ASSIGNED TASK: Some lines in the entries contain the word "white". Copy all of them.

═══ THE INPUT ═══

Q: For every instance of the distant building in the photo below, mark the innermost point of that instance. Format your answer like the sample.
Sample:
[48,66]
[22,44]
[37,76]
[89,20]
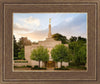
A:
[49,43]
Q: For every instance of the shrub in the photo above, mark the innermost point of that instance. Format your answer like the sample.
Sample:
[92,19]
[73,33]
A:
[21,61]
[29,66]
[62,68]
[19,66]
[37,68]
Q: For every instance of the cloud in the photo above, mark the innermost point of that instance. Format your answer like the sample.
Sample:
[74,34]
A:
[73,26]
[31,20]
[37,35]
[19,29]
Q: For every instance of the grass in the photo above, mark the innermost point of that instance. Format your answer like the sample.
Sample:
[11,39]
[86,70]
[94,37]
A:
[77,67]
[21,61]
[62,68]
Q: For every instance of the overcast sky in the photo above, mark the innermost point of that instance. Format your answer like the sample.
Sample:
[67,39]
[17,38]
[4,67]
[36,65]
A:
[34,26]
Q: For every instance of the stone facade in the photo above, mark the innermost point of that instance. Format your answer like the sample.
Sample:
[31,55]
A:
[49,43]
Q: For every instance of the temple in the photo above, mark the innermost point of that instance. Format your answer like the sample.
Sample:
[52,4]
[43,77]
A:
[49,43]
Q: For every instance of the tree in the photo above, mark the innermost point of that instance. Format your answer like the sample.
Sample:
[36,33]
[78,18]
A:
[82,39]
[78,50]
[40,54]
[73,38]
[60,37]
[15,48]
[21,54]
[24,41]
[60,53]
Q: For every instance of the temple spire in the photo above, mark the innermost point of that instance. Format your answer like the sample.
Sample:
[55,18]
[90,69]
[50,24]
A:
[49,33]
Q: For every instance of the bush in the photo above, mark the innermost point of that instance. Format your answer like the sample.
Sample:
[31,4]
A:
[29,66]
[77,67]
[37,68]
[21,61]
[62,68]
[15,58]
[19,66]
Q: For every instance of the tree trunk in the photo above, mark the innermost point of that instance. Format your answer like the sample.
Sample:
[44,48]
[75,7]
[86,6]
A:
[61,63]
[45,64]
[39,63]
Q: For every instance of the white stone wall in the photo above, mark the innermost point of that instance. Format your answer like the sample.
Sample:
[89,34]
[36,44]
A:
[49,43]
[20,64]
[63,64]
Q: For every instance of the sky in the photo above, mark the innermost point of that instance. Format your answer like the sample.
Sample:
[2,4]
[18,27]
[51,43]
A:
[34,26]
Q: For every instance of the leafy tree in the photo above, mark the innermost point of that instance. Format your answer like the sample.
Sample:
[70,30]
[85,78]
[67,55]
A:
[60,53]
[73,38]
[40,54]
[21,54]
[24,41]
[82,39]
[78,50]
[15,48]
[60,37]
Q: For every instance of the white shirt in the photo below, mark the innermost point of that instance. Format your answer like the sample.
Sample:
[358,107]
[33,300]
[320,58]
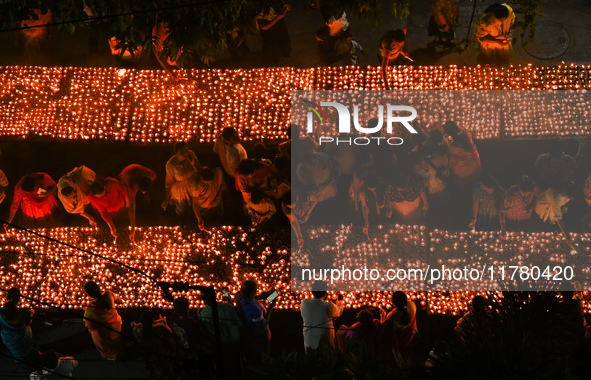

═══

WORKED SOLUTION:
Q: For every instance of the white stone wall in the photo above, mark the innermost point of that instance. Format your answer like the sample.
Q: For every instance of the white shirt in the photo below, mark the innermost point of that instance. Format your answer like the sample.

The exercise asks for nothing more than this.